Materials and methods
In order to evaluate freeze tolerance in some of Flixweed, a factorial experiment was conducted based on completely randomized design with three replications in faculty of agriculture, Ferdowsi University of Mashhad in autumn of 2009. Experimental factors include five ecotypes of Flixweed (Eghlid, Sabzewar, Hamedan, Torbat-e-Jam and Neyshabour) and 10 freezing temperature levels (from zero to -18 with 2 °C intervals). For this aim, Flixweed seeds were cultivated in pot in autumn and they were grown in natural weather until 5-7 leaf stage. Afterward for applying freezing temperatures, plants were transferred to a thermo gradient freezer. The initial temperature of programmable freezer was 5°C; but gradually decreased in a rate of 2°C.h-1 until reached to desired temperatures. When the freezer temperature reached to -2°C, the plants were treated by the Ice Nucleation Active Bacteria (INAB) to help the formation of ice nuclei in them, also to prevent from super-cooling of samples and to ensure that the mechanism of freeze resistance is tolerance not avoidance. After artificial freezing stress applying (which lasted up to two hours for each freezing temperature); Flixweed seedlings were transferred to greenhouse for recovery. Three weeks after freezing stress, survival percentage (SU %), Lethal temperature for 50% of plants according to the survival% (LT50su), number of leaf and reduced number of leaf temperature 50% (RNLT50), number of node and reduced number of node temperature 50% (RNNT50), dry weight and reduced dry matter temperature 50% (RDMT50) were evaluated. Analysis of variance was performed by MSTAT-C software and correlations between data were carried out by MINITAB 16 program. Mean separation was conducted by least significant difference (LSD) test at 1% probability level.

_Supplied material_.
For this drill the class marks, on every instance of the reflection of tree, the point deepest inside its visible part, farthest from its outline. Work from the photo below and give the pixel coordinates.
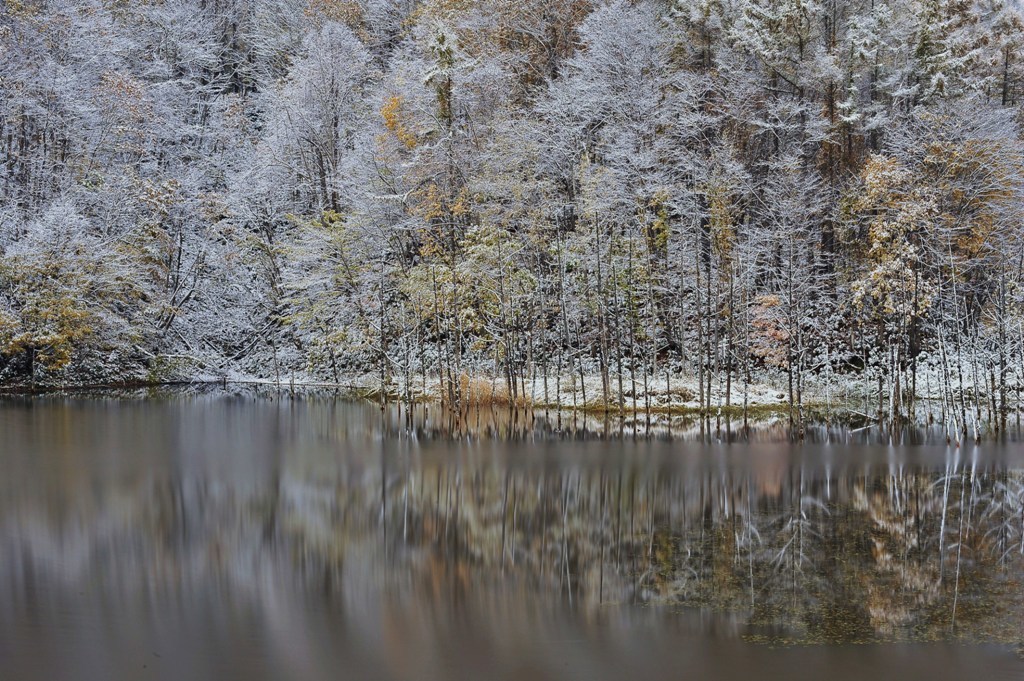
(873, 555)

_Using the information_.
a: Decide whether each statement below agrees with the Flixweed freeze-tolerance methods text, answering yes or no and quoting the deciding words of the text: (i) the freezer temperature fell by 2 °C per hour; (ii) the plants received the ice nucleation bacteria once the freezer reached -2 °C; (iii) means were separated by the LSD test at the 5% probability level.
b: Extend the Flixweed freeze-tolerance methods text past its final sentence.

_Numbered responses_.
a:
(i) Yes: "gradually decreased in a rate of 2°C.h-1 until reached to desired temperatures."
(ii) Yes: "When the freezer temperature reached to -2°C, the plants were treated by the Ice Nucleation Active Bacteria (INAB)"
(iii) No: "Mean separation was conducted by least significant difference (LSD) test at 1% probability level."

b:
Results and Discussion
Results showed that Hamedan ecotype had the highest SU% and Neyshabour ecotype had the lowest SU%. In Eghlid and Neyshabour ecotypes, decline of SU% begun from higher temperarures (-8 °C) compared with other ecotypes (-10 °C). This trend was seen for dry weight and number of leaf too. At -12 °C, number of node in Hamedan ecotype decreased 30% approximately than control, while in Eghlid and Neyshabour ecotypes, this reduction was much higher. In this experiment LT50su ranged between -10.2 to -12.1 °C depending on the ecotypes. Ranking of Flixweed ecotypes according to the LT50su, RNLT50, RNNT50 and RDMT50 indices showed that the Neyshabour and Hamedan ecotypes were the most sensitive and tolerant Flixweed ecotypes to freezing stress respectively. In this survey, there was high and positive correlation between survival percentage and dry weight (r=0.69***), in addition there was negative and significant relationship between SU%, LT50su and RNNT50 (r=-0.67*** and r=-0.82*** respectively).
Conclusion
According to these results, it seems that temperature threshold for winter injury happening in Flixweed is -12 °C. Despite this for better understanding of cold tolerance of Flixweed, further researches are required under controlled and field conditions.